Required work:
Render the part of the material below that opens with its first line and closes with the line containing "negative clicks: (321, 50) (407, 246)" as a numbered list, including both of those lines and leaving out any blank lines.

(Stored records)
========

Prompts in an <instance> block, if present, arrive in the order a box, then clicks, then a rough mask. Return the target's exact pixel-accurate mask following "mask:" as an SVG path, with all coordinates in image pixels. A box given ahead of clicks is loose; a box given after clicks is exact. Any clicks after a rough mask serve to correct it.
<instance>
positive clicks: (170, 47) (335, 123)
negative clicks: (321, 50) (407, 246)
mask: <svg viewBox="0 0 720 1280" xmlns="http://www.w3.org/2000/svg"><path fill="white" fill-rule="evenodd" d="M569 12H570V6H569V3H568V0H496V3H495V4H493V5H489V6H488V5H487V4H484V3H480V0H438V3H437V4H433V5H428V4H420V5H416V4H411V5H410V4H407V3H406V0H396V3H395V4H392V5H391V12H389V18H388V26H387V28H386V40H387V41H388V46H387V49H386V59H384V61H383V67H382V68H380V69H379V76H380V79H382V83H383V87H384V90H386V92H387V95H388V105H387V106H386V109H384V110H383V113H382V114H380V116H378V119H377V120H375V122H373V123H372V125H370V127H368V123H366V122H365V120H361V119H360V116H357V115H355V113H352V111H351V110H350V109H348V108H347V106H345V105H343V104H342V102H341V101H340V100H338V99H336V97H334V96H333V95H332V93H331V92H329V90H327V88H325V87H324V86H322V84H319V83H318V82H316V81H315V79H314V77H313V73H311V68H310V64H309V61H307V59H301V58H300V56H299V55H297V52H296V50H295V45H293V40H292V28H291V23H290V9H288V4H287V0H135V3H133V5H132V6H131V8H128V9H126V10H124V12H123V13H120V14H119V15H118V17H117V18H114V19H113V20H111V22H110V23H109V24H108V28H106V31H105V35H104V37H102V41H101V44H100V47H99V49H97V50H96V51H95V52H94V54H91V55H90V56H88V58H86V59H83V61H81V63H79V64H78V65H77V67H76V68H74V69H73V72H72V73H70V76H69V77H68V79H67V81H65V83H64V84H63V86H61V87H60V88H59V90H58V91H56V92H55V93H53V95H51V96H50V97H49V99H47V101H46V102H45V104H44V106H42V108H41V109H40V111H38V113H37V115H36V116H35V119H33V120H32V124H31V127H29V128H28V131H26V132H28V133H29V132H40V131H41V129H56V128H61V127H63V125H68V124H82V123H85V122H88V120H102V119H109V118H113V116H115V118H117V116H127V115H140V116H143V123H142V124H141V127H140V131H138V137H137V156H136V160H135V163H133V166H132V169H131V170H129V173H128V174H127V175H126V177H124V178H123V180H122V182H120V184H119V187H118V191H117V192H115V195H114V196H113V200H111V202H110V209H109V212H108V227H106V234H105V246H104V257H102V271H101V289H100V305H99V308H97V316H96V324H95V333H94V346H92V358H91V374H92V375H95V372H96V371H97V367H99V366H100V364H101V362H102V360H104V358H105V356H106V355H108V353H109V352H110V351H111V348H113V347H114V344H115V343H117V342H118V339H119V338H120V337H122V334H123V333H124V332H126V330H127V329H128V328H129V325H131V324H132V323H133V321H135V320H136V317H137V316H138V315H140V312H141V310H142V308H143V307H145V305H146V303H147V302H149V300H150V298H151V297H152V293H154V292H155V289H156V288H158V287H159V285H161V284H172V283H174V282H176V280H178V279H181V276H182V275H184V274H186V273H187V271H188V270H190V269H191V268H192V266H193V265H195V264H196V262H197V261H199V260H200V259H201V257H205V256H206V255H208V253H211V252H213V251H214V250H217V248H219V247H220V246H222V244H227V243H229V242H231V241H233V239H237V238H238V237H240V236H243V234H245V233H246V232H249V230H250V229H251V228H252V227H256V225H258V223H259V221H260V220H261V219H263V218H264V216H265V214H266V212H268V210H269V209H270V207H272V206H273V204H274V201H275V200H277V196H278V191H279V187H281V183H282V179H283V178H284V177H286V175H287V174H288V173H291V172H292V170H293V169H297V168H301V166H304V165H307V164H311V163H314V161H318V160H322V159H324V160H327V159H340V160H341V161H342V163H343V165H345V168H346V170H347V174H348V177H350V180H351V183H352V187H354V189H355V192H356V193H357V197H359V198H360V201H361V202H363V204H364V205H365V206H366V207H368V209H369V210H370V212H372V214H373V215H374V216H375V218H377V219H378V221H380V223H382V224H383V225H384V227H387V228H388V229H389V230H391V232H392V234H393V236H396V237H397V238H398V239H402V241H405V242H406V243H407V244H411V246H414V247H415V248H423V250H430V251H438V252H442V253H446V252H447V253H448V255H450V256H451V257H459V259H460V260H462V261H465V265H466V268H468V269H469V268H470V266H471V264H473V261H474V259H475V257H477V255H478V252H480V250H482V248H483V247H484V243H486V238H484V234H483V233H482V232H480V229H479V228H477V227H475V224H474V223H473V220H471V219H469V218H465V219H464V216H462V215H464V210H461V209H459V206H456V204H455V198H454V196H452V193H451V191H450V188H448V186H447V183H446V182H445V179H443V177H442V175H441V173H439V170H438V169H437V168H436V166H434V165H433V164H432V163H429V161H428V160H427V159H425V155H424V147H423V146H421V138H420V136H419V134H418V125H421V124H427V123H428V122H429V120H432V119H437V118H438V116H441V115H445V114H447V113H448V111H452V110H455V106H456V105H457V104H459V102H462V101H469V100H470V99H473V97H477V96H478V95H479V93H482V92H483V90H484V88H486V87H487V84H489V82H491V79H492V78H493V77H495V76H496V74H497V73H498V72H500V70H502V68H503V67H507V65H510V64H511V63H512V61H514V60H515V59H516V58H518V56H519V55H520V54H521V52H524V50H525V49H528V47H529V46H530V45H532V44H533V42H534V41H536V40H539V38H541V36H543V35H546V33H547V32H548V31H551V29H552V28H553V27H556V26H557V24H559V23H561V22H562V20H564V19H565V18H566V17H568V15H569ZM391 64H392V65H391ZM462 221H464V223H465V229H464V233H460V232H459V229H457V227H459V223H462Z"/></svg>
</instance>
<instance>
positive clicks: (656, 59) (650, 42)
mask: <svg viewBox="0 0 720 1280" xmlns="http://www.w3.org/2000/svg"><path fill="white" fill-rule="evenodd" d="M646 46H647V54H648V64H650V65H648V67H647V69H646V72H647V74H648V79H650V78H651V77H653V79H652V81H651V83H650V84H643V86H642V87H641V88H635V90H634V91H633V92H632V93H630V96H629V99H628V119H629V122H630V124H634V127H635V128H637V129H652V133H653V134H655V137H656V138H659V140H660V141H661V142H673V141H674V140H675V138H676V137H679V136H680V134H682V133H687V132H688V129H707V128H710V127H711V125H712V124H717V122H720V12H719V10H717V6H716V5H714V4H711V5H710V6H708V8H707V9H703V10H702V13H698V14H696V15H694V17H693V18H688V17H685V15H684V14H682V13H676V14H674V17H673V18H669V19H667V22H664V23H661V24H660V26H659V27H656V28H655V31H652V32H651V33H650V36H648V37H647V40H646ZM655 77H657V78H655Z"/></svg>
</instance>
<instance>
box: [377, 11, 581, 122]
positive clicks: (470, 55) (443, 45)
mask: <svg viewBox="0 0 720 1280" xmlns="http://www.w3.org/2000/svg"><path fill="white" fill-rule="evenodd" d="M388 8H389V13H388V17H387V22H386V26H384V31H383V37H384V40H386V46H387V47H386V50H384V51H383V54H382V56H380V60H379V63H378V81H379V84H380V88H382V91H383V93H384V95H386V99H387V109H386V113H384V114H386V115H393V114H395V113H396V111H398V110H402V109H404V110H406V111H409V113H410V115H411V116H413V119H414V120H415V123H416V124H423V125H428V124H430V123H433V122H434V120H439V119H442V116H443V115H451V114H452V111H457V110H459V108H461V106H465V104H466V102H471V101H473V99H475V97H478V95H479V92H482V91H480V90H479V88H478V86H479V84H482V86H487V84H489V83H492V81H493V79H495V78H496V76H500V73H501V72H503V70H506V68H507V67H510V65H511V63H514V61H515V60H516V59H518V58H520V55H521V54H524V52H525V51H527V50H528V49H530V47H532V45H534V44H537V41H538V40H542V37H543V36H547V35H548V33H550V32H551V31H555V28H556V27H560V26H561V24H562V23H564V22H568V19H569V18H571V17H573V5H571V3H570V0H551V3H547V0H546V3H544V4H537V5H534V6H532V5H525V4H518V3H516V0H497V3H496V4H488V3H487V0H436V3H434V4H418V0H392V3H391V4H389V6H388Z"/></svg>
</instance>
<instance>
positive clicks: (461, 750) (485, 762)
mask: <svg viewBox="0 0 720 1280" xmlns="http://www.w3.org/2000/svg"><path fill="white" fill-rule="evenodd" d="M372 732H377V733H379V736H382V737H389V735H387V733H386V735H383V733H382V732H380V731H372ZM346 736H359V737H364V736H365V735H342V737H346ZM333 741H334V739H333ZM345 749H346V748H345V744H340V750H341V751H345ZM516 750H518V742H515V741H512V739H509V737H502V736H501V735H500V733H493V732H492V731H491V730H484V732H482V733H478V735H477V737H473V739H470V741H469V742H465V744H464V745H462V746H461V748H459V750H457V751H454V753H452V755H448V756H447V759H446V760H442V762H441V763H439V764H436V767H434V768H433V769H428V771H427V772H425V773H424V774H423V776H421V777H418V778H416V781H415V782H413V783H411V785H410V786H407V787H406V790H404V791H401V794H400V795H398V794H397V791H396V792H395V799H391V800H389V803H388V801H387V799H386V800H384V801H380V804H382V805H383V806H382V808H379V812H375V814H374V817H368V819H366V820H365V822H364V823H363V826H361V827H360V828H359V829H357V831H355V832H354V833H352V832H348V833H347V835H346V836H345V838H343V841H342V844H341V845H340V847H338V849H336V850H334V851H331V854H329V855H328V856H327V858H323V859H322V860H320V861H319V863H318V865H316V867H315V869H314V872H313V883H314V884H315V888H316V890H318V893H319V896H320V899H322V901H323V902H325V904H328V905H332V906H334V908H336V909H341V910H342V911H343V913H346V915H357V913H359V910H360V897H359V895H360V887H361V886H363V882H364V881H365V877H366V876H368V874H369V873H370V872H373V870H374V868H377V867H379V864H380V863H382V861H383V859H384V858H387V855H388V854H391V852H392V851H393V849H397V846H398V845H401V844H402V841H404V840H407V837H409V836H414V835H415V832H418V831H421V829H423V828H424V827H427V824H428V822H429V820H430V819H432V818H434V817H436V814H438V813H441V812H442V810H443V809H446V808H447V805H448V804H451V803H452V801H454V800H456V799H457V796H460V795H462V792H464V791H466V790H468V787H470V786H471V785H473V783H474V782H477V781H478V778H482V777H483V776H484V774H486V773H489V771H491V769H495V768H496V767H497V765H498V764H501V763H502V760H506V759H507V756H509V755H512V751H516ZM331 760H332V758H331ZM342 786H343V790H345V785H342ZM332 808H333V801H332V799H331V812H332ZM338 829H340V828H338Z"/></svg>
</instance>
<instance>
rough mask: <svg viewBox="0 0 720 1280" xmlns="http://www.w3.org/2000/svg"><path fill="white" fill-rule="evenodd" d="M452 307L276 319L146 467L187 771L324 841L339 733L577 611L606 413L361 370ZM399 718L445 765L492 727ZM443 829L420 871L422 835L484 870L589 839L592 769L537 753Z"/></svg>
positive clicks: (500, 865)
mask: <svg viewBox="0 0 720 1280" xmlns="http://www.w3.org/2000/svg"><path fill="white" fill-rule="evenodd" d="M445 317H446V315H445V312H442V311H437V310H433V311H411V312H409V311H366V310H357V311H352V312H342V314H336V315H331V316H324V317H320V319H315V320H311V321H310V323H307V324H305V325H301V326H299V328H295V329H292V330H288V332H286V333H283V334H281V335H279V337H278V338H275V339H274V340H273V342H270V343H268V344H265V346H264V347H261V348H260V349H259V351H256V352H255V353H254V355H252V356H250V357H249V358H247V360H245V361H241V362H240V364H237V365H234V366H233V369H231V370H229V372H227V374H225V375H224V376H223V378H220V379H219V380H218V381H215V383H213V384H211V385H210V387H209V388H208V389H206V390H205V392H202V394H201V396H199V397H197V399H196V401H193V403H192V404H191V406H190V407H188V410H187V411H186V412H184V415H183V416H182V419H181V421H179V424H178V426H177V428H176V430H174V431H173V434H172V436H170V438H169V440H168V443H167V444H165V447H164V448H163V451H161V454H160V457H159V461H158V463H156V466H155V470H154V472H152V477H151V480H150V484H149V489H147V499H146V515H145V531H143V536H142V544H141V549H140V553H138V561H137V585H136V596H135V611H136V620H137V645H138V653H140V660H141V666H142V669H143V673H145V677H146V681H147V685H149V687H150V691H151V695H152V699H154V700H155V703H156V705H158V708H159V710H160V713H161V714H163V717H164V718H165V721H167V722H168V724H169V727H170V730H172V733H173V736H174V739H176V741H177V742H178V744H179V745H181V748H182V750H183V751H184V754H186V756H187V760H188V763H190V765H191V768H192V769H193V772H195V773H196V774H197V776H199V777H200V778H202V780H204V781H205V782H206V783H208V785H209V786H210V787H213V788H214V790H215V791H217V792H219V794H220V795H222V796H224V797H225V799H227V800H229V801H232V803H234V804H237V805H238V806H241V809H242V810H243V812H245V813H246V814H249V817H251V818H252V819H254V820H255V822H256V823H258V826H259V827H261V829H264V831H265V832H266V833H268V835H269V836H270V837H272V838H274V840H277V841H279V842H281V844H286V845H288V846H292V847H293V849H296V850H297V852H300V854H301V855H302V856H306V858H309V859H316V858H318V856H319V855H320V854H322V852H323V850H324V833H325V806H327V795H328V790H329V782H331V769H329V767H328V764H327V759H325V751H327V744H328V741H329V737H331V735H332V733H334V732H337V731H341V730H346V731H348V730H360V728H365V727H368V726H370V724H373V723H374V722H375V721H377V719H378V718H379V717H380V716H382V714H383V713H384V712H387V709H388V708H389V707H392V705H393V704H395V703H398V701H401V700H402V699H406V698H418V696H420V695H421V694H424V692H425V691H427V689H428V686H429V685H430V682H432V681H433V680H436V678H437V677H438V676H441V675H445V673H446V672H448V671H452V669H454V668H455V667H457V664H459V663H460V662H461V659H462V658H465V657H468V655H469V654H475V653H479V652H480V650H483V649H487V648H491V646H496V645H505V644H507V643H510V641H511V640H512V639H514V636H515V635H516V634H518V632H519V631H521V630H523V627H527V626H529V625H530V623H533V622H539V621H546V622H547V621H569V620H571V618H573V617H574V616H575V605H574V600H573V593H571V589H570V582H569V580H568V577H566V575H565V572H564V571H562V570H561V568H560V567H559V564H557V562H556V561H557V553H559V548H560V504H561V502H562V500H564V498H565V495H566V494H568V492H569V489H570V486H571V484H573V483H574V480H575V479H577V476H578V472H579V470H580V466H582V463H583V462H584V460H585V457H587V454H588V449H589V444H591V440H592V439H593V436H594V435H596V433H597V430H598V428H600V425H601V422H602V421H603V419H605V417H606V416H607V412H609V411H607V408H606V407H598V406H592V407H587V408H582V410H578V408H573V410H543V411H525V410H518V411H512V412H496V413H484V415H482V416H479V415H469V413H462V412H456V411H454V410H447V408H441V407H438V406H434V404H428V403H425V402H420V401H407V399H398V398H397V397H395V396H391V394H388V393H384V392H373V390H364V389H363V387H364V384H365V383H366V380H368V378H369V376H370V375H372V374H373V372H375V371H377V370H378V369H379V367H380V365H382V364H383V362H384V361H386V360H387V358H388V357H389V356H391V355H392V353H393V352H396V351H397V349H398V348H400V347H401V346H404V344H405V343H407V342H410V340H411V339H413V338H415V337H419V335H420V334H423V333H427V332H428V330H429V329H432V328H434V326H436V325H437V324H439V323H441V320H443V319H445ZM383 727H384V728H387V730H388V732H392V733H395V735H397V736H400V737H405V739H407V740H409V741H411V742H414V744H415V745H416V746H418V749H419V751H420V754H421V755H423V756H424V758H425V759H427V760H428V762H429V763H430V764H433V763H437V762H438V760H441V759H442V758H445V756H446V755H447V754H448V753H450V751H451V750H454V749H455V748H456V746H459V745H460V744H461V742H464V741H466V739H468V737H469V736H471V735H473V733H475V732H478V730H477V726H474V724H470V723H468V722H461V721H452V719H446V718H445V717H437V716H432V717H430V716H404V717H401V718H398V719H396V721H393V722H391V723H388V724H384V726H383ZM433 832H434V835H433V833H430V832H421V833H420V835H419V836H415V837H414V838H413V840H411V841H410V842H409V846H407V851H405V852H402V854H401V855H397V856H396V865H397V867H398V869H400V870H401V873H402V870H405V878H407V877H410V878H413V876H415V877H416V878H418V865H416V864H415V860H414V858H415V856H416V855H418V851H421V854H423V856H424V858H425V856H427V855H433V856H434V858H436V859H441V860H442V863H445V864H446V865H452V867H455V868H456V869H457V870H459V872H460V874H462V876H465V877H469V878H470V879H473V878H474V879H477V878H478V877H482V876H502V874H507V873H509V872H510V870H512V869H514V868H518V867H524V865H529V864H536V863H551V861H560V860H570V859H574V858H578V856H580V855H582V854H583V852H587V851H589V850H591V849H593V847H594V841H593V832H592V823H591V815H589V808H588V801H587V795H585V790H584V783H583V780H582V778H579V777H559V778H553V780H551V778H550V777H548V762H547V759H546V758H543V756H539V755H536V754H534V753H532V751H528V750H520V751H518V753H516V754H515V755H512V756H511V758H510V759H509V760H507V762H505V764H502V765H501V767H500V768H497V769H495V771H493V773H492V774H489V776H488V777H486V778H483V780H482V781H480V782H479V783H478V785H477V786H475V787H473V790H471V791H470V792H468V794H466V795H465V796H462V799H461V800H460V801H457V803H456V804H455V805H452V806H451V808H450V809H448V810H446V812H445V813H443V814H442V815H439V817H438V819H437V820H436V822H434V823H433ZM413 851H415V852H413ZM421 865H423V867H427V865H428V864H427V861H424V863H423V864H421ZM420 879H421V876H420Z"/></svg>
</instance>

========

Answer area:
1. Prompts in an <instance> block, if present, arrive in the order a box, then clicks, then a rough mask. Return the target's exact pixel-accurate mask following "mask:" as an SVG path, with all coordinates in image pixels. A box given ahead of clicks is loose; a box given after clicks is exact. Any clicks after a rough mask serve to correct it.
2. <instance>
3. positive clicks: (170, 47) (335, 123)
4. negative clicks: (321, 50) (407, 246)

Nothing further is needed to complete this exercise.